## [WHAT THIS TASK INVOLVES]
Repeat everything from the line containing "the white baseboard" down to the end of the lines, word for word.

╭─ RECORDED DATA

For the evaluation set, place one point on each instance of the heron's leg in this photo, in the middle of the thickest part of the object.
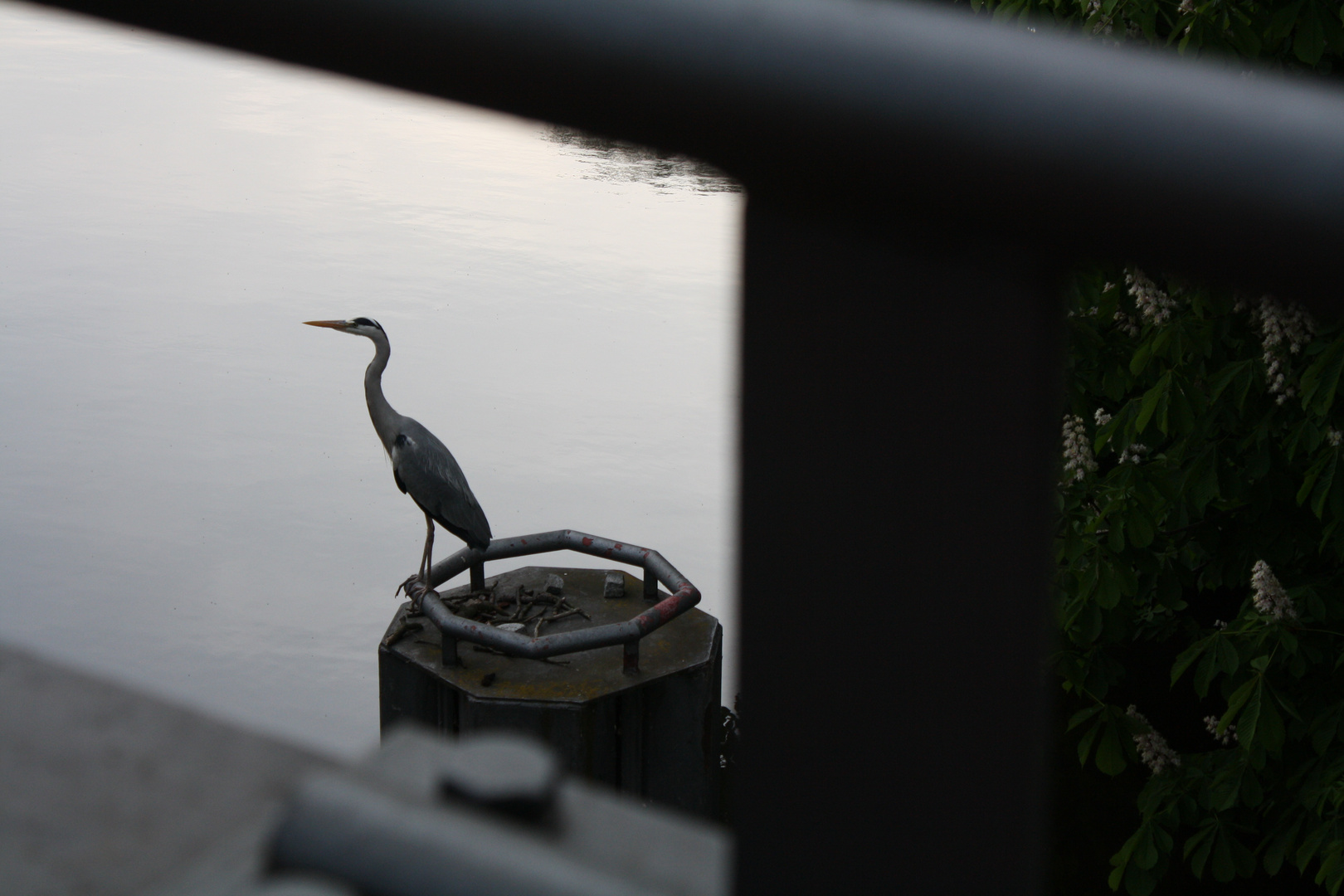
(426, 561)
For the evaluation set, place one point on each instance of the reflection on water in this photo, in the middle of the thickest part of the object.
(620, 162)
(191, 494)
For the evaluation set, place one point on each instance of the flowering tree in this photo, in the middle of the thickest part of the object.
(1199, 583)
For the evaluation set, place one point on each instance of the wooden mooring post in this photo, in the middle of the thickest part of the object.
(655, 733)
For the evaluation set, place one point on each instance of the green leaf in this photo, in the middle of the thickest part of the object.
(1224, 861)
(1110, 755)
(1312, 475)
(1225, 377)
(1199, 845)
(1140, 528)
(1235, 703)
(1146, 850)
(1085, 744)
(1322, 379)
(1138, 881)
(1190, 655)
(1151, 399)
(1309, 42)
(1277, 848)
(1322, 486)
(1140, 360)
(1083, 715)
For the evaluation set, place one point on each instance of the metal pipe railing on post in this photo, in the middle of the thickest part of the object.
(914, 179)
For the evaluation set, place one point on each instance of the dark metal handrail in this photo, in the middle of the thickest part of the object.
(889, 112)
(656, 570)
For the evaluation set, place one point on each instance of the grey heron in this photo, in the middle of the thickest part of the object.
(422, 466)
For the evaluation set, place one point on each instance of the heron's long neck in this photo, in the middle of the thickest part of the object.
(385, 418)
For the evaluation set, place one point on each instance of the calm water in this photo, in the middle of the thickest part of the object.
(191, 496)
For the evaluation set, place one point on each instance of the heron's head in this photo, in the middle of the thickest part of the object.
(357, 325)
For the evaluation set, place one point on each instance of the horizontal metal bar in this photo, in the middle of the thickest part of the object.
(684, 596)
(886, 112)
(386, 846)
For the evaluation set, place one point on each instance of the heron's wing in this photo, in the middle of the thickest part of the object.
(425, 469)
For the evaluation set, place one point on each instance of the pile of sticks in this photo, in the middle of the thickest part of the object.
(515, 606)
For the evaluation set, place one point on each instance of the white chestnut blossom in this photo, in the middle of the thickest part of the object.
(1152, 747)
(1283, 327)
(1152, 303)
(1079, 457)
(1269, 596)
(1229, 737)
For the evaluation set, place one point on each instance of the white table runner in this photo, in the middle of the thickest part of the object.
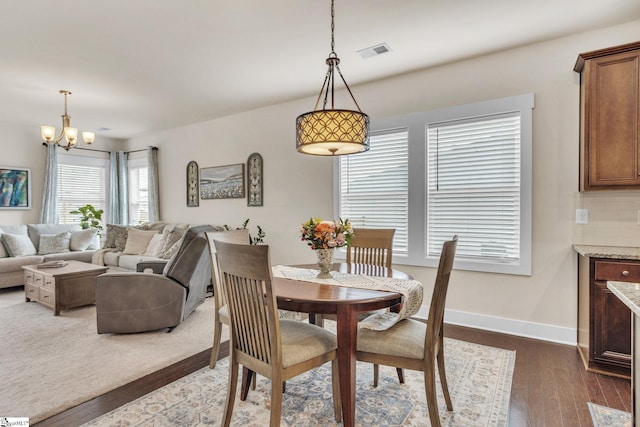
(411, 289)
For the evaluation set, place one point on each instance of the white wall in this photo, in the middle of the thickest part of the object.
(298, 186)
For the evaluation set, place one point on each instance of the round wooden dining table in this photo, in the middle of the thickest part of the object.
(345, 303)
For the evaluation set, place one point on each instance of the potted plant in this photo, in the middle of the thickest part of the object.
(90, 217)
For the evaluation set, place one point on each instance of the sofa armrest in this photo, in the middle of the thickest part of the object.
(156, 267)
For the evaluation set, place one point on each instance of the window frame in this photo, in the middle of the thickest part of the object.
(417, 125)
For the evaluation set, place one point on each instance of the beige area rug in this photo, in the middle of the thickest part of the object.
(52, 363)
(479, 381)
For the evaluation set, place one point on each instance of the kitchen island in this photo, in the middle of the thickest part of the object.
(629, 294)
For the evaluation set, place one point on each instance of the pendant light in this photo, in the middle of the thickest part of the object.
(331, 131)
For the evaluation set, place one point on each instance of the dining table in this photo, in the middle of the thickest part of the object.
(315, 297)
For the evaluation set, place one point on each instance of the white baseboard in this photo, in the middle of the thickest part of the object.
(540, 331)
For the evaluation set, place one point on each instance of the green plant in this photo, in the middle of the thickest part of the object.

╰─

## [SOLUTION TO THIS EXERCISE]
For the evaluation set, place one point on each instance of the white baseboard in this photo, in the middle of the thickest part of the object.
(540, 331)
For the evaluation set, place one point on each instance of the green plant in this photo, in the middle of the thickest part of the object.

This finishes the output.